* **Aufgaben**:
A. Wiederhole aus der Gerichtsentscheidung wortgetreu die Passage von „Die angefochtene Entscheidung“ bis „bereits unzulässig ist.“.
B. Übersetze den Satz „Die Antragstellerin hat die Kosten des Verfahrens zu tragen.“ aus der Gerichtsentscheidung ins Englische.

* **Zitierter Text**:
######
Stresemann Schmidt-Räntsch Brückner Göbel Haberkamp
Vorinstanzen:
AG Ingolstadt, Entscheidung vom 31.05.2016 - GE-4047-5 -
OLG München, Entscheidung vom 11.11.2016 - 34 Wx 275/16 -

Tenor

1. Die weitere Beschwerde der Antragstellerin gegen den Beschluss des Landgerichts Stralsund vom 05.02.2009 wird mit der Maßgabe zurückgewiesen, dass die Beschwerde der Antragstellerin vom 02.12.2008 gegen die Zwischenverfügung des Amtsgerichts Stralsund vom 01.09.2008 als unzulässig verworfen wird.

2. Die Antragstellerin hat die Kosten des Verfahrens zu tragen.

3. Der Gegenstandswert für das Verfahren der weiteren Beschwerde wird auf 150.000,- EUR festgesetzt.

Gründe

1

Die weitere Beschwerde ist unbegründet.

2

Die angefochtene Entscheidung des Landgerichts, die offensichtlich vom 05.02.2009 und nicht 05.02.2008 stammt, beruht nicht auf einer Verletzung des Rechts (§§ 78 GBO, 546 ZPO).

3

1. Weder der Inhalt des Schreibens der Antragstellerin vom 21.08.2008 noch die Beschwerde vom 07.10.2008 in der Gestalt des Schriftsatzes vom 02.12.2008 geben Anlass zu einer von der Rechtsauffassung des Landgerichts in der Sache abweichenden Beurteilung. Die Entscheidung des Landgerichts ist lediglich dahin abzuändern, dass die Erstbeschwerde bereits unzulässig ist.

4

a. Darin liegt keine Schlechterstellung des Rechtsmittelführers. Vielmehr ist in der Rechtsprechung anerkannt, dass dann, wenn das Landgericht eine unzulässige Beschwerde aus sachlichen Gründen zurückgewiesen hat, die weitere Beschwerde des Beschwerdeführers mit der Maßgabe zurückzuweisen ist, dass die erste Beschwerde als unzulässig verworfen wird (BGH, Beschluss v. 03.02.2005, V ZB 44/04, NJW 2005, 1430-1431).

5

b. Gemäß § 71 Abs. 2, Satz 1 GBO ist die Zulässigkeit der an sich statthaften Beschwerde im Sinne des § 71 Abs. 1 GBO beschränkt, soweit sie sich gegen eine Eintragung im Grundbuch richtet.
######
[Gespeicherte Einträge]
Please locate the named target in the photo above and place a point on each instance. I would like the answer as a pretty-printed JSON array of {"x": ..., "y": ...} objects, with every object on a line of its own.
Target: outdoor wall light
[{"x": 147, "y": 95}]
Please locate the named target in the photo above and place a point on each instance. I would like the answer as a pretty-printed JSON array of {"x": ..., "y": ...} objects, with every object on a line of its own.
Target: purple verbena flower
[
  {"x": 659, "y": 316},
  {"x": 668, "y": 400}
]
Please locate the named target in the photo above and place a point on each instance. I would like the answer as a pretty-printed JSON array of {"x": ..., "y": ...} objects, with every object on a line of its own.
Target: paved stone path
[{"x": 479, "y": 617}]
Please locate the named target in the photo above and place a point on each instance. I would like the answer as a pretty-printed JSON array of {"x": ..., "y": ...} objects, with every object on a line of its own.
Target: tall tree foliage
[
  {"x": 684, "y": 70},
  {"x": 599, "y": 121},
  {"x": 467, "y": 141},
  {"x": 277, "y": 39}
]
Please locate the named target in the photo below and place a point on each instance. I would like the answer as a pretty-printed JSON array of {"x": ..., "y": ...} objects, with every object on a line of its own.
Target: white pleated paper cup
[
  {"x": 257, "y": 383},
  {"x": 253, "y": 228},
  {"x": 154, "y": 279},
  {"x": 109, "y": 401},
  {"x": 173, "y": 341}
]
######
* **Die Antworten**:
A.
Die angefochtene Entscheidung des Landgerichts, die offensichtlich vom 05.02.2009 und nicht 05.02.2008 stammt, beruht nicht auf einer Verletzung des Rechts (§§ 78 GBO, 546 ZPO).

3

1. Weder der Inhalt des Schreibens der Antragstellerin vom 21.08.2008 noch die Beschwerde vom 07.10.2008 in der Gestalt des Schriftsatzes vom 02.12.2008 geben Anlass zu einer von der Rechtsauffassung des Landgerichts in der Sache abweichenden Beurteilung. Die Entscheidung des Landgerichts ist lediglich dahin abzuändern, dass die Erstbeschwerde bereits unzulässig ist.

B. The applicant shall bear the costs of the proceedings.